[[ EXERCISE MATERIALS, beginning ]]

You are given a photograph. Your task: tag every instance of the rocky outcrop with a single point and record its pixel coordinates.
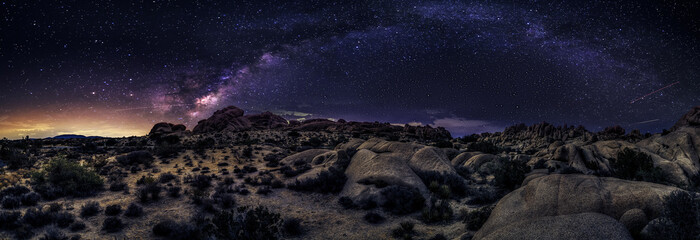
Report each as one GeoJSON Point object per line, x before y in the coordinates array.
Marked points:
{"type": "Point", "coordinates": [227, 119]}
{"type": "Point", "coordinates": [559, 195]}
{"type": "Point", "coordinates": [583, 226]}
{"type": "Point", "coordinates": [233, 119]}
{"type": "Point", "coordinates": [379, 163]}
{"type": "Point", "coordinates": [163, 128]}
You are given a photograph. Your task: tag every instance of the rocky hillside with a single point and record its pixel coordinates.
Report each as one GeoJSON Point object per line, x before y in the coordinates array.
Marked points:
{"type": "Point", "coordinates": [237, 176]}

[[ EXERCISE MATERIALS, end ]]

- TASK INSTRUCTIONS -
Read through the records above and copy the lines that contain "Your".

- RESULT OF THIS TASK -
You are given a photograph. Your task: tag every instance of the rocky outcrop with a single point and record its pixel coordinates.
You are given a photograph. Your task: tag every instance of the rocky hillside with a single point and record its pixel coordinates.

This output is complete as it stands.